▶ RECORDS SHOWN
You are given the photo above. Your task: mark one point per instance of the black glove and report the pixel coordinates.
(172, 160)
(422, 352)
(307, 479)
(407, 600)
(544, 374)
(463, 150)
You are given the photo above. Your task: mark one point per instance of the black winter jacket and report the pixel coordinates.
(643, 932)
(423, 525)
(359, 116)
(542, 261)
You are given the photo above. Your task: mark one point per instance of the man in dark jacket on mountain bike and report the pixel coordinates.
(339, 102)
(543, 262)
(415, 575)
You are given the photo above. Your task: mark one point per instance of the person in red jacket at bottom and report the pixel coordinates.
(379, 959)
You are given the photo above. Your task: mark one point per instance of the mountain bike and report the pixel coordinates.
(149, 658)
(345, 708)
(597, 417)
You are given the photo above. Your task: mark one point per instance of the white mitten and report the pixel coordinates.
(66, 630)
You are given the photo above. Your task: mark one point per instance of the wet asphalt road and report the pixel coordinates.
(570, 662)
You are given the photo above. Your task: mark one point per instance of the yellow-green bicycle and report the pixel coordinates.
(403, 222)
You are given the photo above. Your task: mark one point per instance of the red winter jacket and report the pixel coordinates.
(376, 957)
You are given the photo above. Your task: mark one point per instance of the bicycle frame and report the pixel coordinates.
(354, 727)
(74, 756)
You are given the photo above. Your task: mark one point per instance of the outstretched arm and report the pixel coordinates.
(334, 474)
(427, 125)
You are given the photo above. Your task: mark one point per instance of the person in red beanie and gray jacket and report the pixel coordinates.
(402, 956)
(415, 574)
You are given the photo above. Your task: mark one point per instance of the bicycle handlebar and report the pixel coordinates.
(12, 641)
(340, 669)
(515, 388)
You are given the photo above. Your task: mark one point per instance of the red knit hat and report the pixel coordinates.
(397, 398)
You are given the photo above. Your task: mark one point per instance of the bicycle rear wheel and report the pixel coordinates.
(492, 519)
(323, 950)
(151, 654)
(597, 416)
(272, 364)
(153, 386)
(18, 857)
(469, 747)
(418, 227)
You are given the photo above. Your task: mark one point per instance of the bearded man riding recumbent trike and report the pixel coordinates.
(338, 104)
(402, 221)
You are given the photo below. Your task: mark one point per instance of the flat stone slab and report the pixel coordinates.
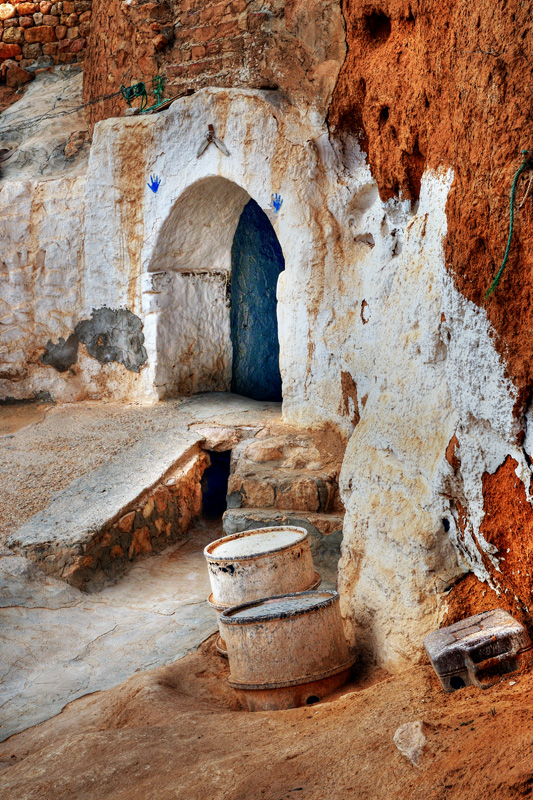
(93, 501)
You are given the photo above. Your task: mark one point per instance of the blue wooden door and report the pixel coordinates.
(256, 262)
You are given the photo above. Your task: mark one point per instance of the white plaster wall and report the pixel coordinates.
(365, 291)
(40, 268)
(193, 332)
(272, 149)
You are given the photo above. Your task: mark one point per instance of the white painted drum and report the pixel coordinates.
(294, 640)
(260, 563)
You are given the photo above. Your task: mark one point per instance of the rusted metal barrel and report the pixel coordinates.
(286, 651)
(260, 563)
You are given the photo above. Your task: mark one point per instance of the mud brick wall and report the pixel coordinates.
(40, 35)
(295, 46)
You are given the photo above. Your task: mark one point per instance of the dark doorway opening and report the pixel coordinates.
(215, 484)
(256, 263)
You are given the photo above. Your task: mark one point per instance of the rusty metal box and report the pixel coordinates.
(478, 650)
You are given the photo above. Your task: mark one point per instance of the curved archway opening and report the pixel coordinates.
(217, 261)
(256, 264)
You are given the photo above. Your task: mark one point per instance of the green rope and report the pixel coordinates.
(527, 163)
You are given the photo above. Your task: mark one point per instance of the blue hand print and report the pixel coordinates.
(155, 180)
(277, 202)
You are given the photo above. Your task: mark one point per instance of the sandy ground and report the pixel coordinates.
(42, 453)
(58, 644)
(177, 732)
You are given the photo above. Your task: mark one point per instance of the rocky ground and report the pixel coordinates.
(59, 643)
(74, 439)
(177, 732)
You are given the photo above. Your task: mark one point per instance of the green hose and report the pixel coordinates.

▶ SHORT TASK
Print the complete listing exactly, apart from any pictures.

▶ REPLY TO THE EXERCISE
You are given the photo above. Your task: mark one point per instance of the black glove and report the pixel coordinates.
(172, 160)
(422, 352)
(307, 479)
(407, 600)
(544, 374)
(463, 150)
You are given the photo above. Your task: mark one point per instance of the black winter jacket and report the pixel coordinates.
(643, 932)
(423, 525)
(359, 116)
(542, 261)
You are given the photo above. Your task: mark one point per instance of the man in dark jacket on mountain bike and report the pixel coordinates.
(339, 102)
(543, 262)
(415, 575)
You are given the photo above. Your task: mark one point per instance of the person in red jacket at bottom and report the pixel coordinates.
(379, 959)
You are given the photo above. Your task: mark one point per instance of the mountain bike and report the pixel coordinates.
(149, 658)
(345, 708)
(597, 417)
You are given the photo above. Your task: mark one point per instance of the white mitten and report the pixel coordinates.
(66, 630)
You are given the photo above. Your task: mark one point per instance of the wet asphalt road and report the pixel coordinates.
(570, 662)
You are given the photo above. Your task: mark one point per instance of the yellow-green bicycle and report the pixel coordinates.
(403, 222)
You are given the photo above. Your task: mark one point per instance of the red winter jacket and report the pixel coordinates.
(376, 957)
You are given the photo above. Your task: mark one point per instance of the bicycle frame and report the pixel coordinates.
(354, 727)
(74, 756)
You are given the photo above. Your task: mark one point per instance of the outstretched arm and report the pixel coordinates.
(334, 474)
(427, 125)
You are given the photo above. Your task: mark one point per instance of the person in red beanie and gray jacket and report the pixel coordinates.
(402, 956)
(415, 574)
You are given the photo above. Your task: mark one point per instance of the bicycle handlebar and report the pixel coordinates.
(12, 641)
(340, 669)
(515, 388)
You are given the photo above. Your task: mark one point per instance of the red knit hat and report the pixel coordinates.
(397, 398)
You are given the photo above. Your task: mark one point per instance of the bicycle rear wheel and report the pixel coordinates.
(492, 519)
(323, 950)
(151, 654)
(597, 416)
(272, 364)
(153, 386)
(18, 857)
(469, 747)
(418, 227)
You are given the photo above. Your task: mark one point per instance of the bearded man riding recumbent trike and report the pixel coordinates.
(338, 104)
(402, 221)
You are given the photo below. Your task: mark one point per instance of the flat stone slab and report the pixel coordinates.
(93, 501)
You are given the photo above. Your task: mark one point per instance of the blue wooden door and report the pixel coordinates.
(256, 262)
You are given the photo above. Your task: mark one point per instance of the white plaster wall and report the pixel coordinates.
(365, 291)
(40, 268)
(193, 332)
(272, 149)
You are given the photo above. Your task: mark one point per instance of the white painted drum and report the pixel coordinates.
(294, 640)
(260, 563)
You are given the photo above. Your task: mark one point per instance of the rusted metal barrel and report the pixel coordinates.
(286, 651)
(260, 563)
You are given the photo above. Your task: mark one point per instance of the mud brick wall and report the pixel coordinates.
(40, 35)
(295, 46)
You are given the photo above. Your task: mark one point per instance of the dark doorway opening and report the pixel coordinates.
(215, 484)
(256, 263)
You are given the photo above. Your task: mark one point per instance of the rusty metal box and report the pixel coordinates.
(478, 650)
You are given the photo above. Your task: mark one point per instance of the curved archway opening and report the pixel coordinates.
(217, 261)
(256, 264)
You are given the photo above. Your task: mark one point per instance of the green rope and report the pixel coordinates.
(527, 163)
You are given the photo above. Your task: mark one point per instance of the blue hand print and report the pixel coordinates.
(155, 180)
(277, 202)
You are given the photo above. Your task: mark one point per instance of the sandy ground and report the pixel coordinates.
(42, 453)
(58, 644)
(177, 732)
You are given the photo above. Your task: mark one point per instance of the rocky ground and report the pixel coordinates.
(59, 643)
(74, 439)
(177, 732)
You are given the photo above. Your task: mark one point per instance of the green hose and report the pixel coordinates.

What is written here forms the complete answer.